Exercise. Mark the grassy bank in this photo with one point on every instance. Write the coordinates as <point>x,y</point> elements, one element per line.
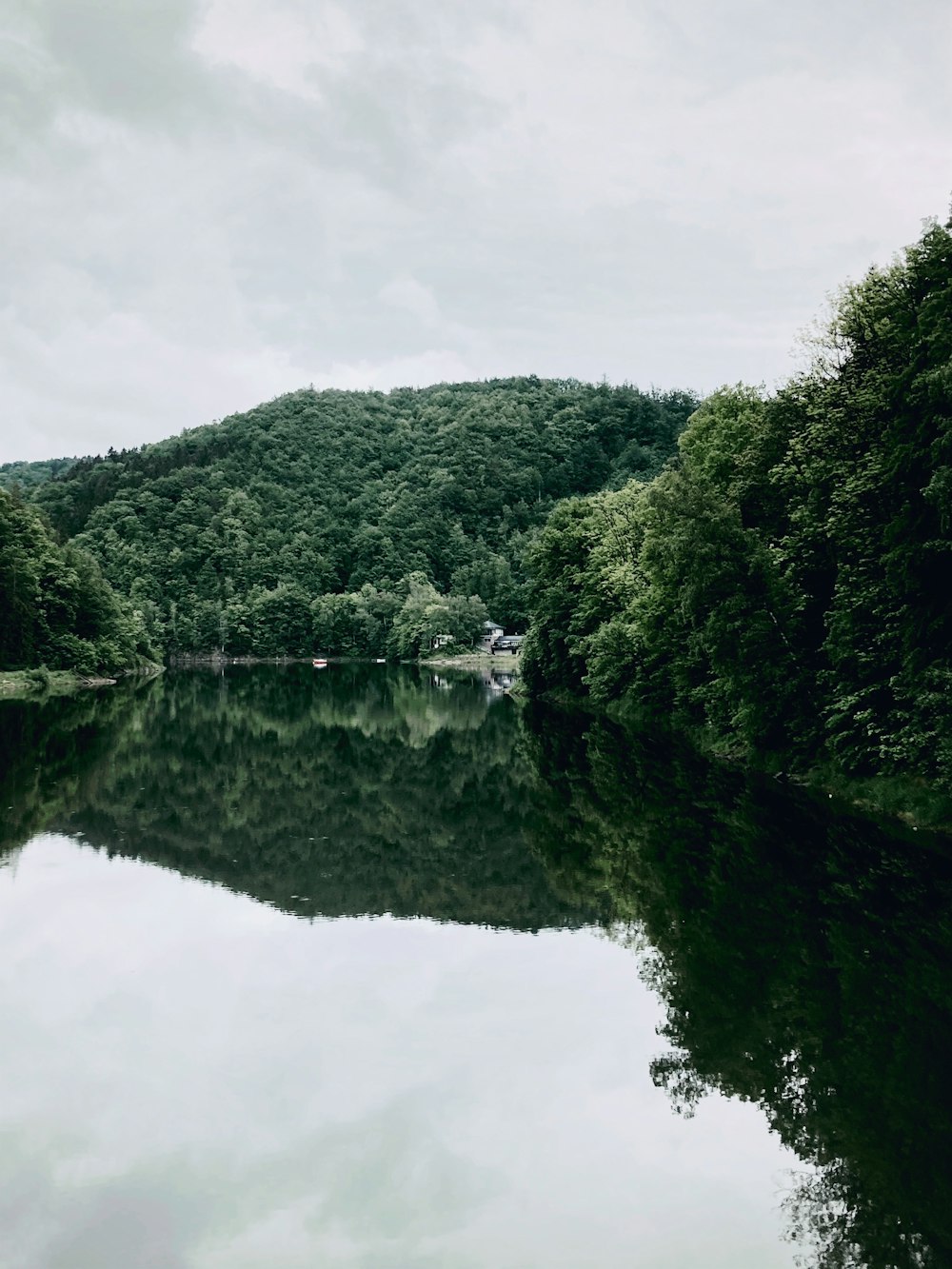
<point>56,683</point>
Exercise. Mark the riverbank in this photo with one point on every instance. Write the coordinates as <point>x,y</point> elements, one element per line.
<point>53,683</point>
<point>506,662</point>
<point>17,684</point>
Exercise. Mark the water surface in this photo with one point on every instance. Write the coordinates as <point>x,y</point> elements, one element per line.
<point>368,967</point>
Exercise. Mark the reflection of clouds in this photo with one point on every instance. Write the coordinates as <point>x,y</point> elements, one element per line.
<point>190,1077</point>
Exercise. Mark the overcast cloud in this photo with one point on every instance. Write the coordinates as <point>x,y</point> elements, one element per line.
<point>205,203</point>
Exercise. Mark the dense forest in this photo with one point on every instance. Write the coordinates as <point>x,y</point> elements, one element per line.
<point>23,477</point>
<point>57,609</point>
<point>783,584</point>
<point>353,522</point>
<point>803,960</point>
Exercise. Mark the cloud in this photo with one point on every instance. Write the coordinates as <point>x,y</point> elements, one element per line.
<point>202,201</point>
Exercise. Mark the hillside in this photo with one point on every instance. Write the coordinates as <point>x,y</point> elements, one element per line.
<point>26,476</point>
<point>783,585</point>
<point>227,534</point>
<point>56,609</point>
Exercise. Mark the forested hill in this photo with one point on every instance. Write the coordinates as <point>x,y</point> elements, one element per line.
<point>784,585</point>
<point>26,476</point>
<point>228,534</point>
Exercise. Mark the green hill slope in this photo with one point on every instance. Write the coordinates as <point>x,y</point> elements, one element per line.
<point>225,534</point>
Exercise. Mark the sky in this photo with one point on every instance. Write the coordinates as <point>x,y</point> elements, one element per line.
<point>206,203</point>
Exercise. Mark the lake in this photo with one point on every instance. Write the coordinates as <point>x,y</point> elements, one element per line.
<point>371,967</point>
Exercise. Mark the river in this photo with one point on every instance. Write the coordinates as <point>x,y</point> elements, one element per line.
<point>372,967</point>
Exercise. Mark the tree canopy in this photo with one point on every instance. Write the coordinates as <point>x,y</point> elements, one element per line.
<point>783,583</point>
<point>235,534</point>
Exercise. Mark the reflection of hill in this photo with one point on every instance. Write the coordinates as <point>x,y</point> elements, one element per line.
<point>346,792</point>
<point>46,746</point>
<point>803,961</point>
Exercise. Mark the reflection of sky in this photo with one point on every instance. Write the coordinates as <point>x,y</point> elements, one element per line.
<point>188,1079</point>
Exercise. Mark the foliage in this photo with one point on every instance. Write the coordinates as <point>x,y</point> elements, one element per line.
<point>26,476</point>
<point>783,584</point>
<point>227,534</point>
<point>57,608</point>
<point>802,953</point>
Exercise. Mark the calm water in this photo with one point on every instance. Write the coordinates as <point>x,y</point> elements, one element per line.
<point>372,968</point>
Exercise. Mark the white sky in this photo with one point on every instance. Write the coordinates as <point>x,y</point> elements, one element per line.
<point>205,203</point>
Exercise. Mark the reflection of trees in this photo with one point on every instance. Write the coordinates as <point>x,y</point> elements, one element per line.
<point>803,960</point>
<point>345,792</point>
<point>48,745</point>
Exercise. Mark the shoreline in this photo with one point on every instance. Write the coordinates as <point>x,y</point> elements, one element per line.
<point>40,682</point>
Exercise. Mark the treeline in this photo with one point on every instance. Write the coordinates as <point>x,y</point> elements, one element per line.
<point>27,476</point>
<point>783,584</point>
<point>235,536</point>
<point>57,609</point>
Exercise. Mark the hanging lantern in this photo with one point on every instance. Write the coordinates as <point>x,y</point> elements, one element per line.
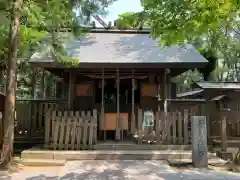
<point>100,84</point>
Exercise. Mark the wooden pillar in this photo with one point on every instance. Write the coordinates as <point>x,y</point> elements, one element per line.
<point>43,84</point>
<point>102,107</point>
<point>71,89</point>
<point>164,96</point>
<point>223,133</point>
<point>165,91</point>
<point>34,83</point>
<point>118,110</point>
<point>133,124</point>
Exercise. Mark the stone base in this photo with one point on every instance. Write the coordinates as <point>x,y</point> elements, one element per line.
<point>225,155</point>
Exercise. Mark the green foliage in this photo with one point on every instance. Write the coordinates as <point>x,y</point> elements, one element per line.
<point>177,22</point>
<point>43,23</point>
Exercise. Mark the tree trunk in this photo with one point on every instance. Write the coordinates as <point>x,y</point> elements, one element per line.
<point>9,113</point>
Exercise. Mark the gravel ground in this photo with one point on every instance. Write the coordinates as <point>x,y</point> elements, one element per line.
<point>116,170</point>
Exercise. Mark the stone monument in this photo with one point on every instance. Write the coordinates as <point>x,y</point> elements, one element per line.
<point>199,142</point>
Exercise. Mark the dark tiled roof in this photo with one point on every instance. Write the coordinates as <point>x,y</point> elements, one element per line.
<point>121,48</point>
<point>189,93</point>
<point>218,85</point>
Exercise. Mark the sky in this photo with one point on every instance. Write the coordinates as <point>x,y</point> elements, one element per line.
<point>120,7</point>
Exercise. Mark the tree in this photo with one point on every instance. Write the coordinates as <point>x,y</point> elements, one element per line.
<point>11,83</point>
<point>177,22</point>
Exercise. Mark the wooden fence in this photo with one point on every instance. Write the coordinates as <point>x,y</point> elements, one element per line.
<point>29,118</point>
<point>70,130</point>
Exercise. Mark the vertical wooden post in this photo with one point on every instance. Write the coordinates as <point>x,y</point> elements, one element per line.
<point>34,83</point>
<point>71,90</point>
<point>223,133</point>
<point>118,113</point>
<point>102,107</point>
<point>133,124</point>
<point>165,92</point>
<point>43,83</point>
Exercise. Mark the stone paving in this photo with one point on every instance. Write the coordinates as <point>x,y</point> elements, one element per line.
<point>120,170</point>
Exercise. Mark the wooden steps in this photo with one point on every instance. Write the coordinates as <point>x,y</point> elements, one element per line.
<point>39,162</point>
<point>215,161</point>
<point>133,146</point>
<point>109,155</point>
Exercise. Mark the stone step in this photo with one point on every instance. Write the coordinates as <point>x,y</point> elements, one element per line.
<point>109,155</point>
<point>215,161</point>
<point>42,162</point>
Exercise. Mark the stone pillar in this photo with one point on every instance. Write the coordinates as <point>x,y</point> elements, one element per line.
<point>199,142</point>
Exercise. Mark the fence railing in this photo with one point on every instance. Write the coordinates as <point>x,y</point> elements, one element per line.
<point>29,118</point>
<point>70,130</point>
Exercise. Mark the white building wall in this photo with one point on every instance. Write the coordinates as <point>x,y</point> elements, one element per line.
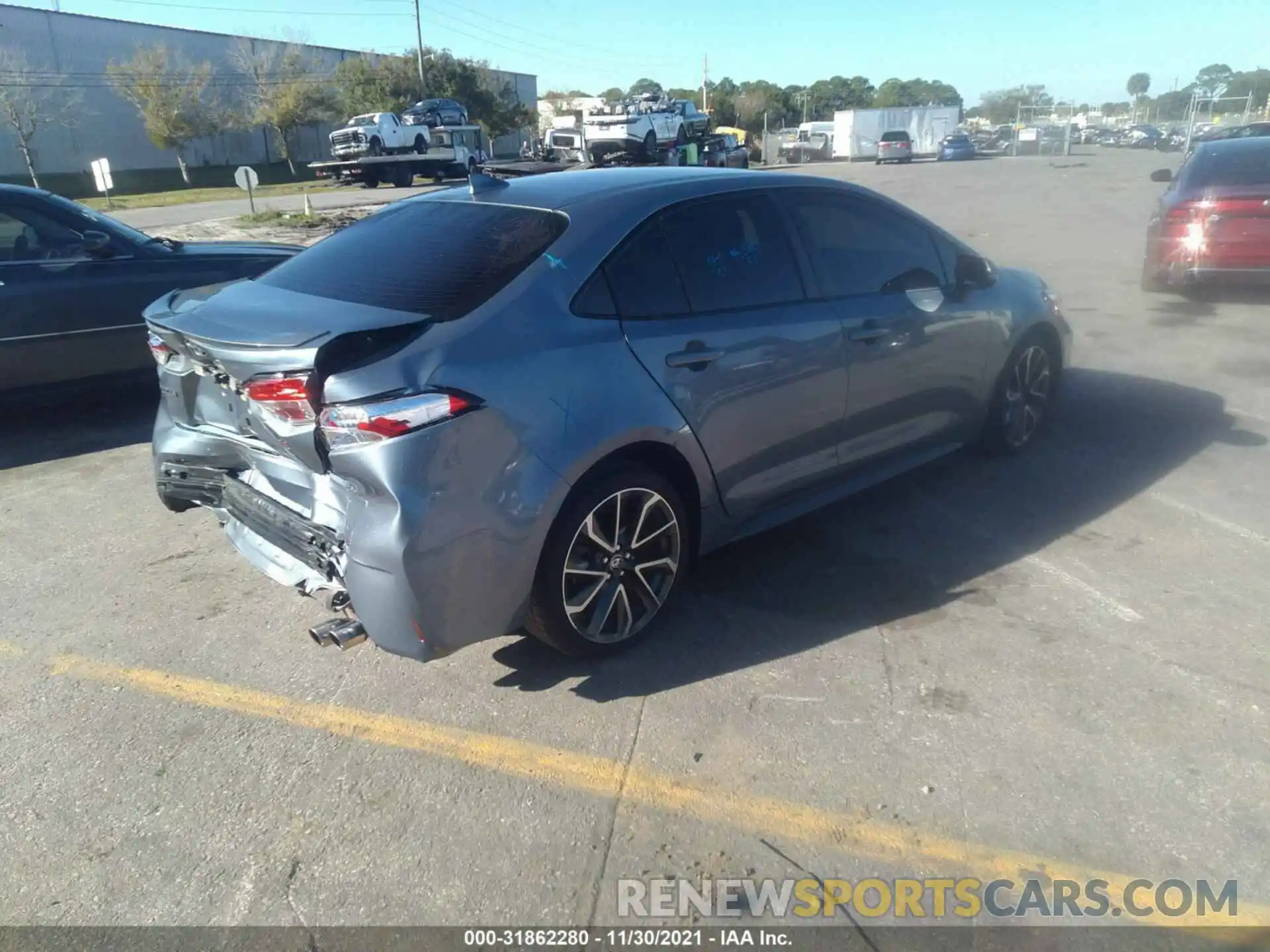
◇ ◇ ◇ ◇
* **HOW TO COMPLETE THIS TASK**: Each line from the one holding "Exercise. Mark the vertical" through the end of the listing is to be output exactly, both ends included, with no other lines and the pictures left out.

* **ANSWER BOX**:
Exercise. Mark the vertical wooden post in this photo with one point on every instance. Write the coordinates as <point>x,y</point> elements, one element per line.
<point>34,83</point>
<point>71,90</point>
<point>223,133</point>
<point>118,113</point>
<point>102,107</point>
<point>133,124</point>
<point>165,92</point>
<point>43,83</point>
Exercise. Mark the stone paving in this photo with one point on every instance. Write the coordinates as <point>x,y</point> elements, one element per line.
<point>120,170</point>
Exercise. Mark the wooden steps in this photo with one point on every instance. Write the coordinates as <point>x,y</point> elements, one element per line.
<point>39,162</point>
<point>215,161</point>
<point>133,146</point>
<point>109,155</point>
Exercise. Mark the stone step in this photo with one point on every instance. Write the coordinates as <point>x,y</point> elements, one element per line.
<point>109,155</point>
<point>215,161</point>
<point>42,162</point>
Exercise. Mark the stone pillar in this photo with one point on every instance. Write the coordinates as <point>x,y</point> elements, one element per line.
<point>199,142</point>
Exercise. Mark the fence railing in this photo with one point on every instance. Write the coordinates as <point>x,y</point> elements, one element per line.
<point>29,118</point>
<point>70,130</point>
Exercise. Mark the white building wall in this photo with one point on every instance. Write the coordinates as <point>x,y</point> elements, one element per line.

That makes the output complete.